=== ENTRIES SUPPLIED ===

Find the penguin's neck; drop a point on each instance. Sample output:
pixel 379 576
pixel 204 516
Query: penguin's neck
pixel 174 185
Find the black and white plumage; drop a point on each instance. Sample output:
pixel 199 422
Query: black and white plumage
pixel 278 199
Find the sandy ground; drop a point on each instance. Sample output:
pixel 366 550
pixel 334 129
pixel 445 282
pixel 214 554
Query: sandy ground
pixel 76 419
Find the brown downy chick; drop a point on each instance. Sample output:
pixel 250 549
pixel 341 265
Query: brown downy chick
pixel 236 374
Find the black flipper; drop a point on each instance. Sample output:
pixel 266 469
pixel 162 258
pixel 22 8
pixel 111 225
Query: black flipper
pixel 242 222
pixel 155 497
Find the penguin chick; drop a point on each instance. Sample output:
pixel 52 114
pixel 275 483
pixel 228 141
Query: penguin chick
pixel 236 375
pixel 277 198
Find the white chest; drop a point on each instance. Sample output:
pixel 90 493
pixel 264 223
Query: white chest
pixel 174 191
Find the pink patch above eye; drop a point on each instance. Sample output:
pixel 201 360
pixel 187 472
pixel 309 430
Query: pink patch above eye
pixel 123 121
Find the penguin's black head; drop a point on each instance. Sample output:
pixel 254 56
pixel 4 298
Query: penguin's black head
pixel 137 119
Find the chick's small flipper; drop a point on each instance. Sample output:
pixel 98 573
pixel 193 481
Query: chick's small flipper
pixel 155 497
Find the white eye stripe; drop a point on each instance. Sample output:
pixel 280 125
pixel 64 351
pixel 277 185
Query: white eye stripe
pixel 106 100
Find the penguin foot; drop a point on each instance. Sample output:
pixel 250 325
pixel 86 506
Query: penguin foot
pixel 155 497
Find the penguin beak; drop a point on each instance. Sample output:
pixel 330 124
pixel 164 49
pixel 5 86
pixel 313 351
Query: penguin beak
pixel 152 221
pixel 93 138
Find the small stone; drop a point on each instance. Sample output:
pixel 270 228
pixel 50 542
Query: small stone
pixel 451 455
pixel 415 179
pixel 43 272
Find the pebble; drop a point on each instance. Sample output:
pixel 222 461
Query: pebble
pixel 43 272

===

### WHAT IS NEEDED
Can you recast every line of the listing above as a Markdown table with the columns "Row" and "Content", numbering each row and leaving out any blank lines?

### PROBLEM SOLUTION
| Row | Content |
|---|---|
| 1 | Find the penguin's neck; drop a point on each instance. Sample output: |
| 2 | pixel 379 576 |
| 3 | pixel 204 516 |
| 4 | Query: penguin's neck |
| 5 | pixel 174 185 |
| 6 | Find the black and white plumage; drop a point on each instance. Sample output: |
| 7 | pixel 199 422 |
| 8 | Query: black and white plumage |
| 9 | pixel 278 199 |
| 10 | Find the sandy ground; drop a point on each instance. Sample output: |
| 11 | pixel 366 550 |
| 12 | pixel 334 129 |
| 13 | pixel 445 282 |
| 14 | pixel 214 554 |
| 15 | Query: sandy ground |
| 16 | pixel 76 419 |
| 17 | Find the brown downy chick; drop a point on each instance. Sample output: |
| 18 | pixel 250 549 |
| 19 | pixel 341 265 |
| 20 | Query: brown downy chick |
| 21 | pixel 236 374 |
| 22 | Find the black flipper; drop a point on each instance. Sample output: |
| 23 | pixel 266 469 |
| 24 | pixel 162 258 |
| 25 | pixel 22 8 |
| 26 | pixel 111 225 |
| 27 | Query: black flipper |
| 28 | pixel 242 222 |
| 29 | pixel 155 497 |
| 30 | Find the penguin chick; drop a point on each instance. Sample output: |
| 31 | pixel 52 114 |
| 32 | pixel 275 483 |
| 33 | pixel 228 141 |
| 34 | Query: penguin chick |
| 35 | pixel 236 375 |
| 36 | pixel 277 198 |
| 37 | Find the white chest; drop a point on each instance. Sample output: |
| 38 | pixel 90 493 |
| 39 | pixel 264 223 |
| 40 | Query: white chest |
| 41 | pixel 174 191 |
| 42 | Find the pink patch above eye; drop a point on each instance. Sample output: |
| 43 | pixel 201 360 |
| 44 | pixel 187 472 |
| 45 | pixel 309 430 |
| 46 | Query: pink patch above eye |
| 47 | pixel 123 121 |
| 48 | Find the penguin's black head; drop a point on each instance. Sample output: |
| 49 | pixel 254 56 |
| 50 | pixel 4 298 |
| 51 | Query: penguin's black head |
| 52 | pixel 137 119 |
| 53 | Find the chick's small flipper; drop a point on each instance. Sample output: |
| 54 | pixel 98 573 |
| 55 | pixel 193 481 |
| 56 | Query: chick's small flipper |
| 57 | pixel 155 497 |
| 58 | Find the white eye stripe; drop a point on each instance. Sample output: |
| 59 | pixel 280 125 |
| 60 | pixel 64 351 |
| 61 | pixel 277 185 |
| 62 | Query: white eye stripe |
| 63 | pixel 106 100 |
| 64 | Find the penguin foot; drop a point on each instance. Sample output: |
| 65 | pixel 250 325 |
| 66 | pixel 86 506 |
| 67 | Query: penguin foot |
| 68 | pixel 155 497 |
| 69 | Find the penguin beak; drop a point on each instance. Sample output: |
| 70 | pixel 330 124 |
| 71 | pixel 164 49 |
| 72 | pixel 5 86 |
| 73 | pixel 313 351 |
| 74 | Query: penguin beak |
| 75 | pixel 152 221 |
| 76 | pixel 93 138 |
| 77 | Find the small stone; drop a point on each instance. Sample output: |
| 78 | pixel 270 228 |
| 79 | pixel 50 542 |
| 80 | Query: small stone |
| 81 | pixel 451 455 |
| 82 | pixel 415 179 |
| 83 | pixel 43 272 |
| 84 | Find the pebble; drop a point on each instance. Sample output: |
| 85 | pixel 222 461 |
| 86 | Query: pebble |
| 87 | pixel 43 272 |